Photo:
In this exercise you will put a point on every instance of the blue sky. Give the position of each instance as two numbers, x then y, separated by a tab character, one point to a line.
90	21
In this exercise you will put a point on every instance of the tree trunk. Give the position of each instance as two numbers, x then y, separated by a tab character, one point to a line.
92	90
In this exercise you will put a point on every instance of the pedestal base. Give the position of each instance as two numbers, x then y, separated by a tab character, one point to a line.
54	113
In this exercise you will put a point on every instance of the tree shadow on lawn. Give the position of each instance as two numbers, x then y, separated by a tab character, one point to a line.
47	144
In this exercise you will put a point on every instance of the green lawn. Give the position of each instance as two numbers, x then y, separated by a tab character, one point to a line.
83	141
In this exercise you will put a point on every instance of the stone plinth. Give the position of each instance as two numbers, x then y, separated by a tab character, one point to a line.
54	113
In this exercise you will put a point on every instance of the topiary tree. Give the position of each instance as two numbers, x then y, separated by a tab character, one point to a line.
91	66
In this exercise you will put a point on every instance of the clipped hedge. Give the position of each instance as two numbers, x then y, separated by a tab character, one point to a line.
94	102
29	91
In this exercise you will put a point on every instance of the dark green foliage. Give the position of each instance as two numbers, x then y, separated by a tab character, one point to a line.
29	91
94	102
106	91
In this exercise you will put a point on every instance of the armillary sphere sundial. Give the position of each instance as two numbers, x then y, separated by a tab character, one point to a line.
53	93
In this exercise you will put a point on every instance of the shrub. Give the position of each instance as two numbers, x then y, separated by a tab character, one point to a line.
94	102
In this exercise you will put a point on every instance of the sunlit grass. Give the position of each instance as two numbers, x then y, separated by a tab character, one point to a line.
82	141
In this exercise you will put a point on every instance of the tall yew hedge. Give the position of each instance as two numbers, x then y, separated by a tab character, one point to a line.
-*-
- **WORK REQUIRED**
Repeat each entry word for word.

- **RESPONSE TO THE EXERCISE**
Photo:
In this exercise you will put a point on every instance of the blue sky. Give the position of each instance as two numbers, x then y, separated by a tab character, one point to a line.
90	21
In this exercise you will put a point on every instance of the tree trunk. Give the position of each instance as two numbers, x then y, separated by a tab character, one point to a line.
92	90
In this exercise you will put a point on every instance of the pedestal base. Give the position of each instance as two numbers, x then y, separated by a tab character, one point to a line.
54	113
In this exercise you will put a point on every instance of the tree shadow on lawn. Give the position of each instance as two numbers, x then y, separated by a tab character, one point to a line.
47	144
In this exercise you will put a point on every instance of the green lawn. Give the position of each instance as two numbers, x then y, separated by a tab character, one point to a line.
83	141
In this exercise you will put a point on every instance of the stone plinth. Give the position of each instance as two numbers, x then y, separated by a tab character, one point to a line.
54	113
In this exercise you will put a point on every instance of the topiary tree. Give the position of each instance as two numbers, x then y, separated by a tab character, one point to a line.
91	66
In this exercise you will put a point on every instance of the clipped hedge. Give the position of each instance as two numbers, x then y, separated by a tab character, one point to a line.
94	102
29	91
In this exercise you will put a point on every instance of the dark green foliage. Give the position of each instance as two numbers, x then y, separated by a tab character, one point to a line.
29	91
94	102
106	91
In this exercise you will put a point on every instance of the armillary sphere sundial. Give the position of each instance as two numbers, x then y, separated by a tab character, one point to a line.
53	93
In this exercise you will put a point on every instance of the shrub. Give the position of each instance as two numbers, x then y, separated by a tab character, one point to a line.
94	102
In this exercise you will put a point on every instance of the sunlit grass. Give the position of each instance as two numbers, x then y, separated by a tab character, one point to a line.
82	141
In this exercise you will put a point on every instance of the tall yew hedge. Give the position of each instance as two numbers, x then y, separated by a tab character, one point to a line.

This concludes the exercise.